→ EXERCISE DIRECTIONS
Rewrite the items below with every instance of "Track-and-sign request" replaced by "Point labeling task", leaving all other text unchanged.

→ Object point labels
════

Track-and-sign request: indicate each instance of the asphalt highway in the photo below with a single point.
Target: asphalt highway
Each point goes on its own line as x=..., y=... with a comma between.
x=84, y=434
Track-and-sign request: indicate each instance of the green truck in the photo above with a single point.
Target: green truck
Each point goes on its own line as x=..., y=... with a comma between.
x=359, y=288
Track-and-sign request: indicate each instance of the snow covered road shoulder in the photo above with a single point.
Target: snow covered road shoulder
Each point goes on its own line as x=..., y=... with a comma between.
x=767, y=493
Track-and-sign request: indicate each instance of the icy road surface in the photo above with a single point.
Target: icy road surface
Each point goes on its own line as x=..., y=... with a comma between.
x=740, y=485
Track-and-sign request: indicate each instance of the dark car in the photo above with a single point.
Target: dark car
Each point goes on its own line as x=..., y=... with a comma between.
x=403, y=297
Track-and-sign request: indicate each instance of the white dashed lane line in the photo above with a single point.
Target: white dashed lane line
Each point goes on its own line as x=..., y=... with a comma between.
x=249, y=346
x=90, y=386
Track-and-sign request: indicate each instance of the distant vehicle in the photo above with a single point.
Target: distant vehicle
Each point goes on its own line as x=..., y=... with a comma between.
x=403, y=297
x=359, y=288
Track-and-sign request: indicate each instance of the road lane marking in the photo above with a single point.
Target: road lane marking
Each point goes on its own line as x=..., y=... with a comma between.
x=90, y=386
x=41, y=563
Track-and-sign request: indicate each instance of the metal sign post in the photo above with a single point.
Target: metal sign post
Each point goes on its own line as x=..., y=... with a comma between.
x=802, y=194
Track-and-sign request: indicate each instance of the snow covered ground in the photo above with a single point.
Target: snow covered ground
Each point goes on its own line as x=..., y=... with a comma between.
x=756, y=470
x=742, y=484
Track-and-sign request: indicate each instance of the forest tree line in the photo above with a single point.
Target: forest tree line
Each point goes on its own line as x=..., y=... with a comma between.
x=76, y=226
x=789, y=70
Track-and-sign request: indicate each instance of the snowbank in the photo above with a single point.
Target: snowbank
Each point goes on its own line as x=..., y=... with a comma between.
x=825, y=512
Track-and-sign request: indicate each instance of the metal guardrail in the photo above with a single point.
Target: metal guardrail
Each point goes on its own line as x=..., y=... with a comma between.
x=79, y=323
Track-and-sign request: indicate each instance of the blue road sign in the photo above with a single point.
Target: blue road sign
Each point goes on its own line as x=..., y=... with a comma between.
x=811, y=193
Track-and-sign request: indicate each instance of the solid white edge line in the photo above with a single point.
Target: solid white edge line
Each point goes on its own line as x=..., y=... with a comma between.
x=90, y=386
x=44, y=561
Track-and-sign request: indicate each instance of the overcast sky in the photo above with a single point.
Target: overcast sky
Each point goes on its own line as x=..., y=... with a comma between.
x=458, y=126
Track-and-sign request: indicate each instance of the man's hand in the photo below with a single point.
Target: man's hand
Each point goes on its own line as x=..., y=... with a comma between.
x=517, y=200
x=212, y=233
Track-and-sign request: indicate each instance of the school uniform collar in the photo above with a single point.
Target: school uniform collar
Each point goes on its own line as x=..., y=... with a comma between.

════

→ SOLUTION TO THIS PROBLEM
Point labeling task: indicate each instance of the asphalt highway in the photo below with a single point.
Target: asphalt highway
Each point goes on its own line as x=..., y=... with a comma between.
x=84, y=434
Point labeling task: indicate each instance of the green truck in the photo above with a single point.
Target: green truck
Each point goes on its own line as x=..., y=... with a comma between.
x=359, y=288
Point labeling task: indicate each instance of the snow covered road shoulder in the photo above with a single point.
Target: snow covered road shoulder
Each point goes on its own line as x=..., y=... with a comma between.
x=767, y=493
Point labeling task: indicate each instance of the icy road surface in the photo above with a single point.
Target: icy road surface
Each point goes on its own line as x=..., y=... with a comma between.
x=740, y=485
Point labeling task: indicate each instance of the dark car in the photo above with a single point.
Target: dark car
Each point goes on its own line as x=..., y=... with a comma between.
x=403, y=297
Point labeling task: indicate each instance of the white dashed lane line in the photo above with a single point.
Target: white dashed lane line
Each point goes on its own line as x=..., y=... with a comma between.
x=249, y=346
x=90, y=386
Point labeling task: indicate each instance of the distant vehicle in the photo above with a single point.
Target: distant vehicle
Each point goes on its own line as x=..., y=... with a comma between.
x=403, y=297
x=359, y=288
Point labeling task: indicate each instance of the road lane marking in the photo above with a single point.
Target: road lane marking
Each point goes on its own line as x=..., y=... with a comma between.
x=90, y=386
x=41, y=563
Point labeling task: indicate each instance of the metal sign post in the photo above with a single point.
Target: metal sign post
Each point goes on its own line as x=..., y=... with a comma between.
x=802, y=194
Point labeling task: indicate each instance of the snow covered ground in the photo above with a single point.
Target: snow covered ground
Each point goes on its own line as x=..., y=... with a comma between.
x=756, y=470
x=742, y=484
Point labeling task: indicate each instance of the forest tree line in the photo above with a single point.
Target: forest tree line
Each point goes on its own line as x=..., y=... with a comma between.
x=76, y=226
x=789, y=70
Point labeling task: indicate each instance of the snowbank in the photo above with a single point.
Target: snowbank
Each point goes on its own line as x=..., y=... with a comma between.
x=825, y=512
Point labeling task: indicate each instance of the metal guardrail in the photo above with a single point.
Target: metal guardrail
Each point goes on its own line as x=..., y=... with a comma between.
x=79, y=323
Point labeling task: indicate each instance of the blue road sign in the photo above with a single point.
Target: blue road sign
Each point goes on its own line as x=..., y=... with a comma between.
x=811, y=193
Point labeling task: indicate each instance of the solid white edge line in the photo above with a single point.
Target: solid white edge line
Each point goes on its own line as x=..., y=... with a comma between.
x=90, y=386
x=44, y=561
Point labeling task: indicate each instance of the overcast sky in the photo above with a single point.
Target: overcast sky
Each point goes on its own line as x=..., y=... with a comma between.
x=458, y=126
Point labeling task: indicate each instance of the man's hand in the photo below with a single point.
Target: man's hand
Each point goes on its own line as x=..., y=... with a comma between.
x=517, y=200
x=212, y=233
Point labeling task: indicate each instance of the school uniform collar in the photo above with a single point.
Target: school uniform collar
Each point goes on its own line as x=..., y=... with a comma between.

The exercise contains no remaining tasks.